* Requirement *
Report each line below that contains the string "reflection". Uppercase and lowercase letters count as different.

Items from a labeling collection:

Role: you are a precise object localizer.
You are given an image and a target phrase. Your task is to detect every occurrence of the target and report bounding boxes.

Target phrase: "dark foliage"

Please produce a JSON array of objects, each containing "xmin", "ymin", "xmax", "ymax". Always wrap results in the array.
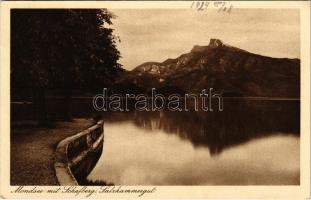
[{"xmin": 11, "ymin": 9, "xmax": 121, "ymax": 123}]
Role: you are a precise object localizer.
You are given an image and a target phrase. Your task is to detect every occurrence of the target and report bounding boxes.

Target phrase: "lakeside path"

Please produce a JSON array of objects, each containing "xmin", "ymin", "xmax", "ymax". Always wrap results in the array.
[{"xmin": 11, "ymin": 119, "xmax": 95, "ymax": 185}]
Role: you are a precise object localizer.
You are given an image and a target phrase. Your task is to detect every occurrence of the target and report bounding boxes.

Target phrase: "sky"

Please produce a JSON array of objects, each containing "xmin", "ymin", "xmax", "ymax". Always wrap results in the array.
[{"xmin": 110, "ymin": 9, "xmax": 300, "ymax": 70}]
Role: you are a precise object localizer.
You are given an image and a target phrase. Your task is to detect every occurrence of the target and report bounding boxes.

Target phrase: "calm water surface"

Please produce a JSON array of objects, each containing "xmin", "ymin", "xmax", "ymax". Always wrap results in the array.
[{"xmin": 88, "ymin": 101, "xmax": 300, "ymax": 185}]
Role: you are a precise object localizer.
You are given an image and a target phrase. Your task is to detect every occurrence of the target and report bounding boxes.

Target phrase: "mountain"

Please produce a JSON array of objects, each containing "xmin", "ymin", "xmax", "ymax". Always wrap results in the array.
[{"xmin": 116, "ymin": 39, "xmax": 300, "ymax": 97}]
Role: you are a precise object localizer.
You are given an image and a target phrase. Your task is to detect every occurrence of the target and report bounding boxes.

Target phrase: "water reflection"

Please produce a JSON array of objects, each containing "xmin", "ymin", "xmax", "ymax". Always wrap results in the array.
[{"xmin": 88, "ymin": 101, "xmax": 300, "ymax": 185}]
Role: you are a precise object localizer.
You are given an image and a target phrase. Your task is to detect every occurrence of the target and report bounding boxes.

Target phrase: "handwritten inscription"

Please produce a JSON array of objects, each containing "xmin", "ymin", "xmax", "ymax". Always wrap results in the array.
[{"xmin": 191, "ymin": 1, "xmax": 233, "ymax": 13}]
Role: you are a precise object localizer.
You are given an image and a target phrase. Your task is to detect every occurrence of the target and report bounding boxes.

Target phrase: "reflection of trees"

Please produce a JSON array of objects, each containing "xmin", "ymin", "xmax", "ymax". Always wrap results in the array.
[{"xmin": 107, "ymin": 100, "xmax": 300, "ymax": 154}]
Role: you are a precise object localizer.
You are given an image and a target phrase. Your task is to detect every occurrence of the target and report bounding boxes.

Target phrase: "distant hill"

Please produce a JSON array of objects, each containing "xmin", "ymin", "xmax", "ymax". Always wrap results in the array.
[{"xmin": 116, "ymin": 39, "xmax": 300, "ymax": 97}]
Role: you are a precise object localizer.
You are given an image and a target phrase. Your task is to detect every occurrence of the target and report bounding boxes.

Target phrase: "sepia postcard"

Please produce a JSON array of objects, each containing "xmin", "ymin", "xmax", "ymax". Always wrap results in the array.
[{"xmin": 0, "ymin": 1, "xmax": 311, "ymax": 200}]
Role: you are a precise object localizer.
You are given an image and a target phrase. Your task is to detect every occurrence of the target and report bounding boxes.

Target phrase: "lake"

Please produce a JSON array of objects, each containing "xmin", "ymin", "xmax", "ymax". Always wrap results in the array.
[{"xmin": 88, "ymin": 100, "xmax": 300, "ymax": 185}]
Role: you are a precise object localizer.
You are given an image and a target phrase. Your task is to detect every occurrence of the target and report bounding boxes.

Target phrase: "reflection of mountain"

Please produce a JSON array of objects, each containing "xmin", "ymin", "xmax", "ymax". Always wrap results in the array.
[
  {"xmin": 116, "ymin": 39, "xmax": 300, "ymax": 97},
  {"xmin": 105, "ymin": 100, "xmax": 300, "ymax": 154}
]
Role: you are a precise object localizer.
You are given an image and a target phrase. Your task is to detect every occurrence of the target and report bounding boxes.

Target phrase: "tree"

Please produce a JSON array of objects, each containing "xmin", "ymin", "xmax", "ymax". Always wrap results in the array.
[{"xmin": 11, "ymin": 9, "xmax": 121, "ymax": 123}]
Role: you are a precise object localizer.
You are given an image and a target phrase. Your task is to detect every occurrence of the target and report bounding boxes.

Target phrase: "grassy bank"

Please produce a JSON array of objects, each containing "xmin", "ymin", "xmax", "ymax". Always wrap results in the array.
[{"xmin": 11, "ymin": 119, "xmax": 94, "ymax": 185}]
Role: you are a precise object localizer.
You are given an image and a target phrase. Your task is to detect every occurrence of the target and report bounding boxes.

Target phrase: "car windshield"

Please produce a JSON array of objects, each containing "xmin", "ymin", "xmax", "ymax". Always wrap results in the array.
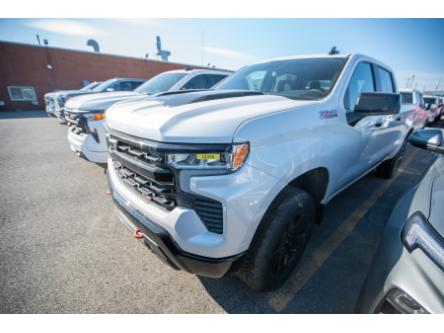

* Exercise response *
Target phrase: "water reflection"
Target phrase: "reflection of trees"
Target phrase: "reflection of mountain"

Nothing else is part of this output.